◆ What you have to do: Set the following entries down again exactly, line by line.

Recorded data
::::
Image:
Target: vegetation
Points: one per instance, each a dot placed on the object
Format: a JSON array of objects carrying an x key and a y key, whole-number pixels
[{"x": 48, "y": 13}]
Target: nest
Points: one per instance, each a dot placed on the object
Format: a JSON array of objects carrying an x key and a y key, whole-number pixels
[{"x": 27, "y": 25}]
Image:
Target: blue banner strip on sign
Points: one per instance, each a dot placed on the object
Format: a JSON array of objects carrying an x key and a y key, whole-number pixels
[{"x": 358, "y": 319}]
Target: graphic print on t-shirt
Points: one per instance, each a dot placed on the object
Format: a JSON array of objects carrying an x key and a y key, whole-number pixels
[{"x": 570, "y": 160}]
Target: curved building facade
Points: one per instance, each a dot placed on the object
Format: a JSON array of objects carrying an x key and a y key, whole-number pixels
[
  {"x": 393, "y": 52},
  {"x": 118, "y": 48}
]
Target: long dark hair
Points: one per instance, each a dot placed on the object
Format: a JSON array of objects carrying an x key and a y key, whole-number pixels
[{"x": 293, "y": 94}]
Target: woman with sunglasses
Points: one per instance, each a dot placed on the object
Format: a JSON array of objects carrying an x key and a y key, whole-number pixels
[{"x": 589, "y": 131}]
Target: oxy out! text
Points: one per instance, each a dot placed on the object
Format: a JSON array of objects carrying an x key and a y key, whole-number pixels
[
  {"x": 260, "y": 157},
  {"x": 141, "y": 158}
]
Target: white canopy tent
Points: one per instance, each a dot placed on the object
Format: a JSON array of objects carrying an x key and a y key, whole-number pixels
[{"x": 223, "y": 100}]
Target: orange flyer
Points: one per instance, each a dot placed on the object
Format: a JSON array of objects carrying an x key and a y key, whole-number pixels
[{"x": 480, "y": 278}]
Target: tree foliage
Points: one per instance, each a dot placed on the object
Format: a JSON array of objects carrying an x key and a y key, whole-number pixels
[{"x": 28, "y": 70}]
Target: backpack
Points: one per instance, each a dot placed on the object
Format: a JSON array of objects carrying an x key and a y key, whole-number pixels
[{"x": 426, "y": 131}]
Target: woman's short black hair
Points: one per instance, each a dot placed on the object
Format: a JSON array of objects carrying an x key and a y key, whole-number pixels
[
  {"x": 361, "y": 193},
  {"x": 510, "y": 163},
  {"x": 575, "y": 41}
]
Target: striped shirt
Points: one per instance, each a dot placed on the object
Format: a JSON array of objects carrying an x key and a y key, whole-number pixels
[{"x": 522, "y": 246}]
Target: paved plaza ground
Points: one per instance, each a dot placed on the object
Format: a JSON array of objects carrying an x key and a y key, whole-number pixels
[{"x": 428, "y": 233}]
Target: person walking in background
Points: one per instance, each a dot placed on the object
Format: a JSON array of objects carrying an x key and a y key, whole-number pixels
::::
◆ Output for this task:
Image:
Target: vegetation
Points: one per instance, each a dot placed on the object
Format: a JSON array of objects carrying an x key and a y key, whole-number pixels
[{"x": 48, "y": 13}]
Target: nest
Points: one per instance, each a dot placed on the object
Format: a JSON array of objects carrying an x key and a y key, whole-number pixels
[{"x": 27, "y": 25}]
Image:
Target: blue banner strip on sign
Points: one per instance, each a dot placed on the object
Format: a JSON array of objects carrying an x key and a y key, whole-number pixels
[{"x": 358, "y": 319}]
Target: graphic print on t-shirt
Points: one per instance, each a dot placed on the object
Format: a JSON array of objects carrying an x key and a y key, whole-number pixels
[{"x": 570, "y": 160}]
Target: curved building facade
Points: one per instance, each a dot placed on the object
Format: a JSON array of objects carrying an x key and a y key, whole-number pixels
[
  {"x": 393, "y": 52},
  {"x": 118, "y": 48}
]
Target: long dark hair
Points: one per instance, each a dot placed on the object
Format: a JSON array of objects carrying an x key and a y key, whole-number pixels
[{"x": 293, "y": 94}]
Target: woman with sunglasses
Points: one per instance, each a dot placed on the object
Format: a JSON array of objects carrying an x key and a y key, whole-number pixels
[{"x": 589, "y": 131}]
Target: oxy out! text
Points: one per instance, each a dot placed on the object
Format: a JSON array of objects carrying an x key and a y key, whole-number pixels
[
  {"x": 260, "y": 157},
  {"x": 141, "y": 158}
]
Target: white canopy tent
Points: one per instance, each a dot placed on the object
Format: a JSON array of objects carrying an x key and a y key, whole-number pixels
[{"x": 223, "y": 100}]
Target: orange flyer
Points: one per instance, each a dot placed on the object
Format: a JSON array of objects carrying an x key and a y key, whole-number pixels
[{"x": 480, "y": 278}]
Target: tree foliage
Points: one per instance, each a dot placed on the object
Format: a JSON array of objects carrying an x key and a y key, whole-number pixels
[{"x": 28, "y": 70}]
Target: backpack
Points: one per instance, each a dot placed on the object
Format: a JSON array of objects carrying an x key and a y key, whole-number pixels
[{"x": 426, "y": 131}]
Target: woman's short black hair
Points: one per instance, each a dot placed on the object
Format: a JSON array of objects carrying an x key and a y key, whole-number pixels
[
  {"x": 361, "y": 193},
  {"x": 510, "y": 163},
  {"x": 575, "y": 41}
]
Target: striped shirt
Points: one per instance, each a dot placed on the object
Format: a JSON array of objects carrying an x key and a y key, whole-number pixels
[{"x": 522, "y": 246}]
Target: paved plaza ground
Points: one per instance, each a dot placed on the object
Format: a JSON array of objects carrying an x key and a y key, whole-number pixels
[{"x": 428, "y": 233}]
Target: person walking in background
Points: one per instance, each a dot placed on the object
Format: a JSON array of objects carrying an x key and a y key, whole-number pixels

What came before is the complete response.